▶ _Tasks to complete_
**1.** Update the RDKit funding thread by reproducing the part that opens with the words containing "Setting up such" and closes with "of that overhead.", with "umbrella organizations" replaced by "parent organizations".
**2.** Answer these questions from the RDKit funding thread:
(a) What percentage does the Open Source Collective skim for transaction fees and overhead?
(b) Whose board was Andrew Dalke on?
(c) For which software was one early business model selling pre-compiled packages from the main developer?
**3.** Continue the RDKit funding thread from the point where it stops.

▶ _Passage for review_
********

Re: [Rdkit-discuss] chemfp preprint

2019-03-26 Thread Greg Landrum
On Mon, Mar 25, 2019 at 11:36 PM Geoffrey Hutchison <
geoff.hutchi...@gmail.com> wrote:

> > Sometimes, I wish there was a rdkit consortium/NPO (so that donations
> are tax deductible), so that rdkit could be massively funded by all its
> commercial users, and even accepting individual donations.
>
> I don't want to hijack the thread, so please feel free to take this
> off-list with anyone interested.
>

It's been pretty thoroughly hijacked. :-)

It's an important topic, so I'm going to start a new thread for this.


> I think it's an interesting idea in general in open chemistry. We have set
> up an Open Chemistry collective - this receives $$ from Google Summer of
> Code. The "host" is the Open Source Collective, a 501c6 non-profit in the
> United States (
> https://docs.opencollective.com/help/hosts/open-source-collective)
>
> The collective isn't perfect, it skims 5% for transaction fees and
> overhead, but it's:
> - completely transparent for donations
> - completely transparent for expenses
> - allows both one-time and recurring donations
>
> Greg can correct me - I think we handled the $$ to RDKit from Google
> Summer of Code 2018 before we set this up, but it's certainly there to use.
> You can create your own RDKit collective pretty easily too:
> https://opencollective.com/open-chemistry


Yeah, the travel grants for the two RDKit GSoC students were handled via a
different mechanism.
___
Rdkit-discuss mailing list
Rdkit-discuss@lists.sourceforge.net
https://lists.sourceforge.net/lists/listinfo/rdkit-discuss


Re: [Rdkit-discuss] chemfp preprint

2019-03-26 Thread Andrew Dalke
On Mar 25, 2019, at 04:05, Francois Berenger  wrote:
> Sometimes, I wish there was a rdkit consortium/NPO (so that donations are tax 
> deductible), so that rdkit could be massively funded by all its commercial 
> users, and even accepting individual donations.

Setting up such an organization is not difficult. It does take time, money, and 
effort, which add overhead to the funding process. It also requires people who 
are willing to do that sort of work. I was on the board of the Open 
Bioinformatics Foundation, and involved with the Python Software Foundation. I 
know that I am *not* that sort of person.

In any case, as Geoff Hutchinson points out, there are umbrella organizations 
like the Open Source Collective which can handle most of that overhead.

My question is, why would users - commercial or otherwise - be willing to fund 
such work in the first place?

As far as I can tell, nearly everyone uses free and open source software 
because they are available for no cost. Users are rarely willing to pay for 
software freedom, or for economic benefits like avoiding vendor lock-in.

And it seems like commercial users are often willing to use an internal fork of 
a project than to work with upstream to develop new features. This might be 
because it's easier to work with existing staff or existing contracting 
arrangements than figuring out how to get upstream to do the work and setting 
up a new contractual relationship, and take the risk that it isn't done to 
schedule.

My conjecture is that there are several issues at play.

1) Most end users don't realize there is a funding problem for many FOSS 
projects. Package managers like pip/PyPI, Conda, Homebrew and apt make it 
*really easy* to install a large number of packages without knowing anything 
about the funding or staffing status of each underlying project.

Consider that one of the early business models for PyMol was the idea that 
people would be willing to pay for pre-compiled packages from the main 
developer, even though the source code was available for free as open source.

********

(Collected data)
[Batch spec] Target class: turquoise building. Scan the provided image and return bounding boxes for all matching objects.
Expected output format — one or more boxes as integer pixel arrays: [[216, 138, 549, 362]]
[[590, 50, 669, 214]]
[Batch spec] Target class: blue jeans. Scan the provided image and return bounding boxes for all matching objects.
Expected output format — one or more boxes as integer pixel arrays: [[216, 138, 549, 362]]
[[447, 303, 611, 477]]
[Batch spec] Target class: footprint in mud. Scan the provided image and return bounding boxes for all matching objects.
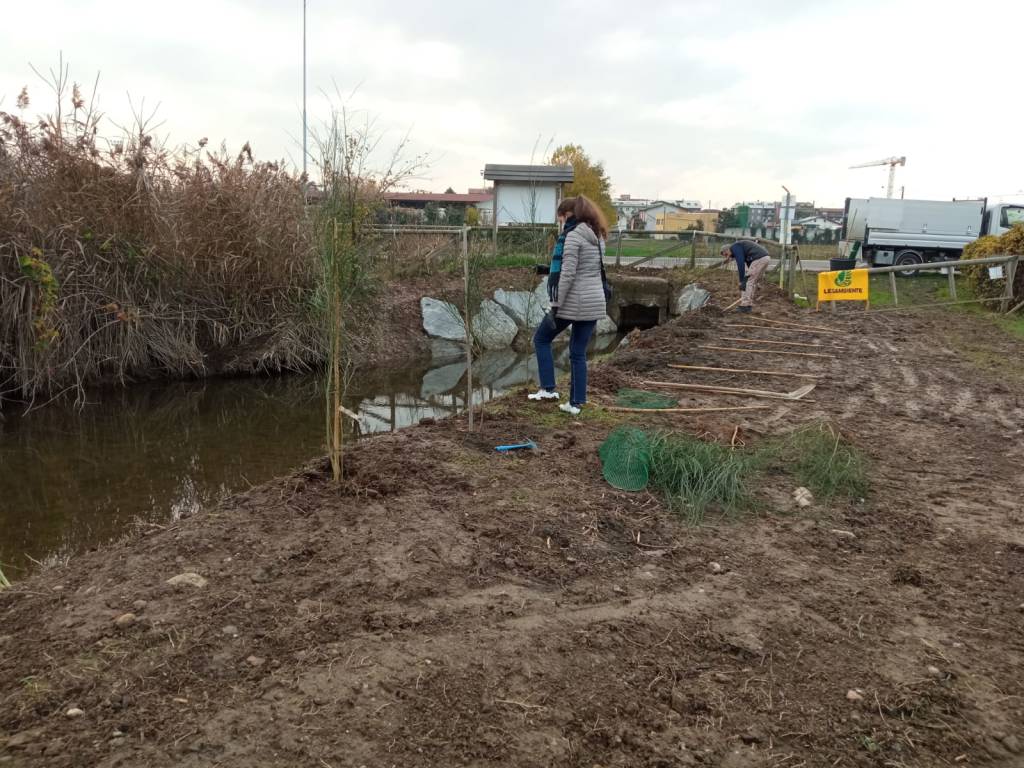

********

▶ _Results of the exercise_
**1.**
Setting up such an organization is not difficult. It does take time, money, and 
effort, which add overhead to the funding process. It also requires people who 
are willing to do that sort of work. I was on the board of the Open 
Bioinformatics Foundation, and involved with the Python Software Foundation. I 
know that I am *not* that sort of person.

In any case, as Geoff Hutchinson points out, there are parent organizations 
like the Open Source Collective which can handle most of that overhead.

**2.**
(a) 5%
(b) The Open Bioinformatics Foundation
(c) PyMol

**3.**
That business model somewhat worked then. It would not work now.

2) The proponents of "open source" in the late 1990s emphasized the volunteer 
nature of open source, going so much as to argue that there was a "gift 
culture" (using E. Raymond's term). The implication is that there was a sort of 
social contract, where donations of source code would be met with other sorts 
of payment, including job/consulting offers and non-trivial amounts of 
reciprocal code contributions. 

This has not turned out to be true, with rare exceptions. Instead, I think the 
association with volunteerism and gifts has caused people to avoid talking 
about fund raising. This should be particularly odd as many volunteer 
organizations outside of computing have funding drives.

3) FOSS developers who distribute at no cost are ignoring any capital value in 
the software. They can only make income on gifts (which are rare) or through 
labor (e.g., consulting). This places them at a funding disadvantage compared 
to proprietary software vendors who can amortize labor costs across multiple 
sales.

To be clear, I am only talking about self-funded FOSS projects. My paper 
mentions a few other funding models, like research grants at universities, or 
in-house projects funded by the ability to reduce costs. In the latter case, 
the minor additional costs for releasing the project as FOSS can be justified 
by even small benefits.

4) The pricing of per-unit sales of FOSS software, either institutional sales 
like what I tried with chemfp,  or end-user sales like PyMol, should factor in 
the likelihood that customers will redistribute the software further, and by 
doing so reduce the market size. This factor is hard to estimate, and higher in 
general for universities than pharmaceutical companies, which makes it harder 
to give a significant discount to universities like what proprietary vendors 
can do.

5) In my paper I bring up "free rider problem" as a way to think of the issues. 
To be clear, this is only a *problem* if people expect anything back from 
releasing and/or maintaining an open source software project. (Or don't expect 
people to insist on support, like I have received for the no-cost/open source 
version of chemfp.)

Suppose I want to add a new feature to mmpdb, the matched molecular pair 
program which I helped develop and has been contributed to the RDKit project. I 
might go around to various users and ask for development funding as a 
consortium. 20 organizations might be interested, and each one willing to pay 
50% of the development cost, which means in principle I could get 10x the cost 
of labor, which provides the extra profit that could go towards documentation, 
testing, and general support.

However, it's also easy for each of those 20 organizations to think that 
someone else ("Let George do it", as the Stanford Encyclopedia of Philosophy 
article explains) is going t

Re: [Rdkit-discuss] chemfp preprint

2019-03-25 Thread Geoffrey Hutchison
> Sometimes, I wish there was a rdkit consortium/NPO (so that donations are tax 
> deductible), so that rdkit could be massively funded by all its commercial 
> users, and even accepting individual donations.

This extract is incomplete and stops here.